» **Instructions for the task**:
Could you transcribe the material below exactly, without leaving out a single line?
---------- Given data
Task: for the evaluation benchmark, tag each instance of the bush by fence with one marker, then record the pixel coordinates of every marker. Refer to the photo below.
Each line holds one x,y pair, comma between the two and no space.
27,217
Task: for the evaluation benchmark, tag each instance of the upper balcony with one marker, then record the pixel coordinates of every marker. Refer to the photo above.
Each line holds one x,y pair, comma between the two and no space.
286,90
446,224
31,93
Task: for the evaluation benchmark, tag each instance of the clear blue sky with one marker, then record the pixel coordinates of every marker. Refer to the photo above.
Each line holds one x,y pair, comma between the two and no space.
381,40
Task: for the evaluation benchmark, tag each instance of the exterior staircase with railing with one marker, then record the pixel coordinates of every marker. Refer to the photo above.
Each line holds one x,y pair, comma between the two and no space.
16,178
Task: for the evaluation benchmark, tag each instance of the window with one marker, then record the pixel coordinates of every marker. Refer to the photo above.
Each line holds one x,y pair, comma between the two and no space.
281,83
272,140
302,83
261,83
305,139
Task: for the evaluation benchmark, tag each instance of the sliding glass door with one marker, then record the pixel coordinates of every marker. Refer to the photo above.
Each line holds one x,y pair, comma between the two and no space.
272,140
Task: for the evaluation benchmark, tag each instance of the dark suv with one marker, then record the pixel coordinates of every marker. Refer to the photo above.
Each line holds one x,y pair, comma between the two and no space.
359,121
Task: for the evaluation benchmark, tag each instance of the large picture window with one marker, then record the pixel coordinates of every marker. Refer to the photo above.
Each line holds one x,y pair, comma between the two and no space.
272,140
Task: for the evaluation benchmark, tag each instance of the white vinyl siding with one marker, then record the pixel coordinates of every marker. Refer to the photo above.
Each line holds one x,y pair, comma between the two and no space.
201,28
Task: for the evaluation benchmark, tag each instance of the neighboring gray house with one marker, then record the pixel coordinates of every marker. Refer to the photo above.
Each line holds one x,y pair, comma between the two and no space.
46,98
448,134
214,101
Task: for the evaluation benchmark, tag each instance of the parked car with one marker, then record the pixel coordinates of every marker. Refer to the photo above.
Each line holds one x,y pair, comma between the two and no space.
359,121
--------------------
» **Worked answer**:
Task: for the evaluation benchmark, tag each instance of the bush by fence with one marker, then record the pixel coordinates of every marker. Refer to the photo below.
Each line holds one x,y pair, comma between the two and no space.
27,217
Task: for the evaluation benchmark, tag each instance of the upper balcony with one marker, then record the pixel coordinates of every marker. Refer to the photo above.
Each line holds one x,y pair, comma between the two and no space.
286,90
446,224
31,93
Task: for the evaluation benchmark, tag each instance of the clear blue sky with one marker, then record the pixel coordinates of every marker. Refer to the photo above.
Each line holds one x,y pair, comma between the two and no space.
381,40
Task: for the evaluation benchmark, tag each instance of the exterior staircase with railing with one marker, then record the pixel coordinates of every marker. Refer to the photo above.
Each line holds one x,y pair, comma between the two and no space.
16,178
Task: for the evaluation benchmark, tag each instance of the window with one marker, then record the pixel coordinates of every marker. Refer to the photo above.
Each line holds one x,y pair, comma between the two and no space.
281,83
272,140
302,83
261,83
305,139
Task: for the evaluation benchmark, tag each instance of the sliding glass door with one marker, then record the pixel coordinates of every marker. Refer to the photo above.
Each line holds one x,y pair, comma between the two and no space.
272,140
Task: for the evaluation benchmark, tag each instance of the dark suv with one marker, then record the pixel coordinates of every marker. Refer to the photo above.
Each line holds one x,y pair, comma between the two and no space.
359,121
Task: for the evaluation benchmark, tag each instance of the large picture window with one marker, then record the pixel coordinates of every marker. Refer to the photo above.
Each line holds one x,y pair, comma between the two and no space.
272,140
Task: for the evaluation benchmark, tag each instance of the white vinyl siding with one marker, then record the pixel coordinates of every marker. Refer to the photo above.
Each line holds one x,y pair, comma between the two and no space.
201,28
Task: for the evaluation benchmark, tag each instance of the neighboring gray house with one marker, then record the pixel coordinates of every marker. Refer to the photo above.
Each line holds one x,y pair, comma between the two and no space.
46,98
448,134
214,101
Task: for the evaluation benchmark, tag each instance of the parked car with one marker, then record the pixel coordinates of every marker. Refer to the photo above.
Each line holds one x,y pair, comma between the two and no space.
359,121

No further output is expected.